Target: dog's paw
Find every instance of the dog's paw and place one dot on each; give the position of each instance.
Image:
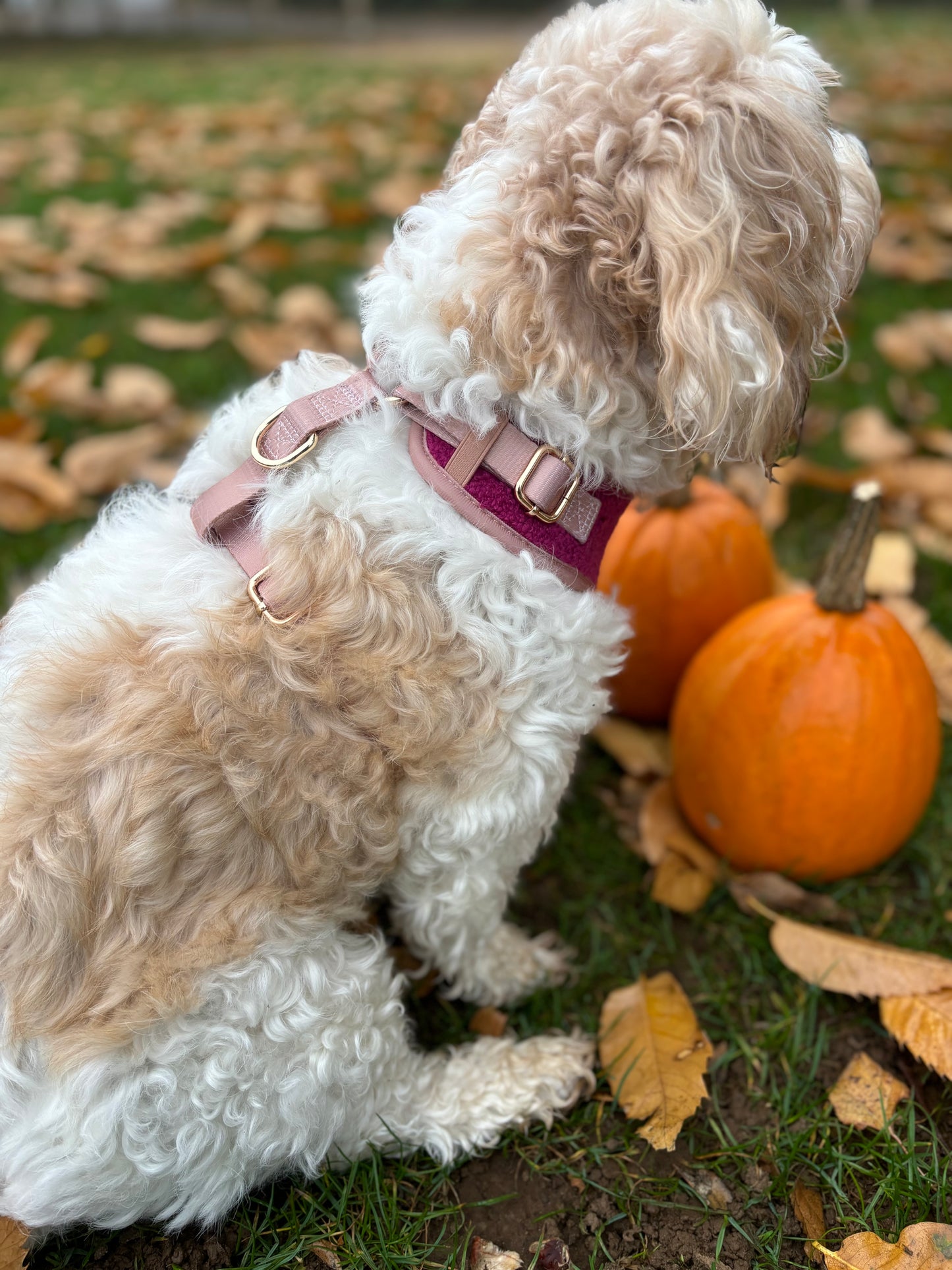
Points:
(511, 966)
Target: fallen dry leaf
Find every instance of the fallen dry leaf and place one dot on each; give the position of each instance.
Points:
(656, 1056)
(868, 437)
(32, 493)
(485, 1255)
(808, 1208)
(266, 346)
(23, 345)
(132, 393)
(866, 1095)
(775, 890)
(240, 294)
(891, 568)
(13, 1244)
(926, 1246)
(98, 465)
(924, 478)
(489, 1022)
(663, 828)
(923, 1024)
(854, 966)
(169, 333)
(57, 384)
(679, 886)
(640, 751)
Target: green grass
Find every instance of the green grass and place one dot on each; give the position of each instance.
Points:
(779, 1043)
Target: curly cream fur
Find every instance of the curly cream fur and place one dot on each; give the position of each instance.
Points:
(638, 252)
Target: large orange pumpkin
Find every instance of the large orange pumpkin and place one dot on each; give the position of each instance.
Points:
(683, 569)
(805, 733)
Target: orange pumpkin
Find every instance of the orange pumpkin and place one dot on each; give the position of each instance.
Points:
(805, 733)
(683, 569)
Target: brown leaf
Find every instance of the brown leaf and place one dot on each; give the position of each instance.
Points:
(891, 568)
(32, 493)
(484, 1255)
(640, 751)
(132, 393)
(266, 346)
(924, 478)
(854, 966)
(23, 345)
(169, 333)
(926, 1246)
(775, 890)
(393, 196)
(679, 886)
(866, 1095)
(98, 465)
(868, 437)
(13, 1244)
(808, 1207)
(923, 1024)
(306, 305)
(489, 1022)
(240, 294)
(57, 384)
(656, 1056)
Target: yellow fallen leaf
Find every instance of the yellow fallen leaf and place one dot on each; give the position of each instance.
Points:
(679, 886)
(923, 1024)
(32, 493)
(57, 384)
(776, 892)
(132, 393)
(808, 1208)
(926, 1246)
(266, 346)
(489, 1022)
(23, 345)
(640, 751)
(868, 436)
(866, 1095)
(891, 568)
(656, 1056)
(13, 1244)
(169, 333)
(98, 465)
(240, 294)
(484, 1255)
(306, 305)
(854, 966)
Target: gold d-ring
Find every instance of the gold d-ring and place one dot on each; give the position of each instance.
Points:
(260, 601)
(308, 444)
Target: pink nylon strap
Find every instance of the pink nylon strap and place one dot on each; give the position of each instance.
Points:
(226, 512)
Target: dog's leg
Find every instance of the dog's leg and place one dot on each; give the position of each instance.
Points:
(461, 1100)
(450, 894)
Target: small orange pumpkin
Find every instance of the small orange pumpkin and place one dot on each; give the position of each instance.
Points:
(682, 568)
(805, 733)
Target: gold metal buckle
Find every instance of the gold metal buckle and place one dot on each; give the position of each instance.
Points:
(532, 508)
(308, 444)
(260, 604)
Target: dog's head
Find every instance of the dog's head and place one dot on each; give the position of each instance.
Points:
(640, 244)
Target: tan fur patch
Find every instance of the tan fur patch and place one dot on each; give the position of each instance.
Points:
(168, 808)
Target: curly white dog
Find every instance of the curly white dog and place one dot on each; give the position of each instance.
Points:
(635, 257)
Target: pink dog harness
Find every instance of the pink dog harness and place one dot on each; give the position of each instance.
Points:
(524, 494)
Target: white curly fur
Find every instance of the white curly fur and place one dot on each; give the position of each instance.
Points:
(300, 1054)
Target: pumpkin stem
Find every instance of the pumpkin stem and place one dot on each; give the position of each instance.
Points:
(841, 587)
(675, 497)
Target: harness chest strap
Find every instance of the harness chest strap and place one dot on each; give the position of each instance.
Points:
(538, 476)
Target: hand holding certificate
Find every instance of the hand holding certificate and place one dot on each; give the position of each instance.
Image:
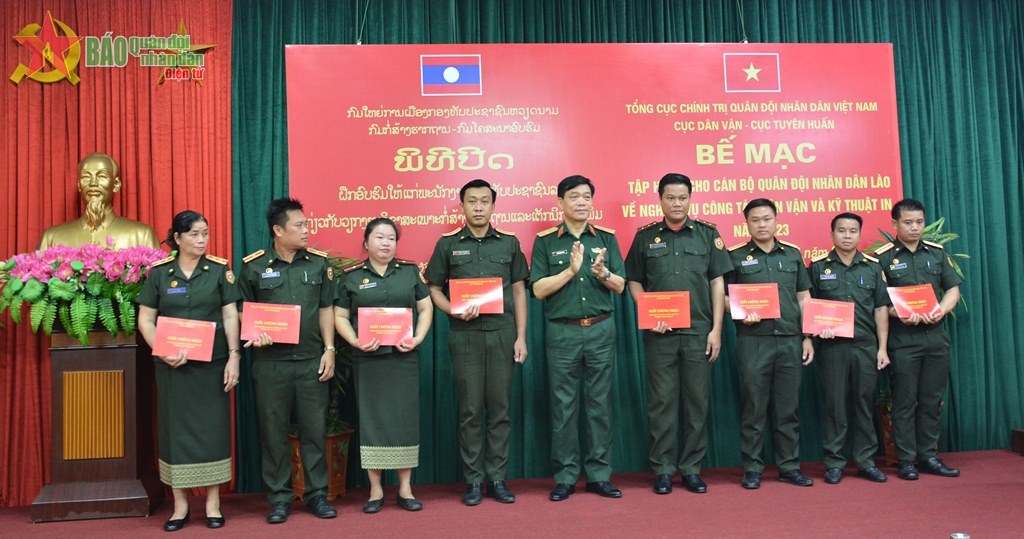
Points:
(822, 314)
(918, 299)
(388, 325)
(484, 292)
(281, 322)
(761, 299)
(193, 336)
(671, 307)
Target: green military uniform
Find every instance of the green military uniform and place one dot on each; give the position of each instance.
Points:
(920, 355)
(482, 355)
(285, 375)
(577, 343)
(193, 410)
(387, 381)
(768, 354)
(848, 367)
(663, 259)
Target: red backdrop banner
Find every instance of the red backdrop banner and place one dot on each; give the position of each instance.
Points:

########

:: Written problem ::
Copy the entries above from the first line through the line with "(779, 1043)", including the requests, and shift every point coordinate by adding 104 to each number. Leave the pictures out of your copy.

:: Answer to this exercise ::
Target: dog's paw
Find every instance of the dog's paw and place one dot on each; give the position of each instance.
Image:
Points:
(615, 1070)
Target: fallen dry leaf
Find every instance of the fallen dry leaf and place one dot on each; give the position of each instance.
Points:
(760, 1160)
(972, 541)
(136, 597)
(589, 1359)
(912, 1312)
(370, 450)
(127, 449)
(236, 497)
(970, 1199)
(879, 994)
(344, 398)
(995, 672)
(117, 1348)
(1030, 1350)
(202, 569)
(1028, 582)
(593, 1126)
(767, 932)
(1027, 1128)
(958, 1070)
(273, 437)
(161, 488)
(783, 990)
(744, 855)
Target: green grass
Find every instance of the green grass and place one dot on each; give the position of each instance.
Points:
(883, 1147)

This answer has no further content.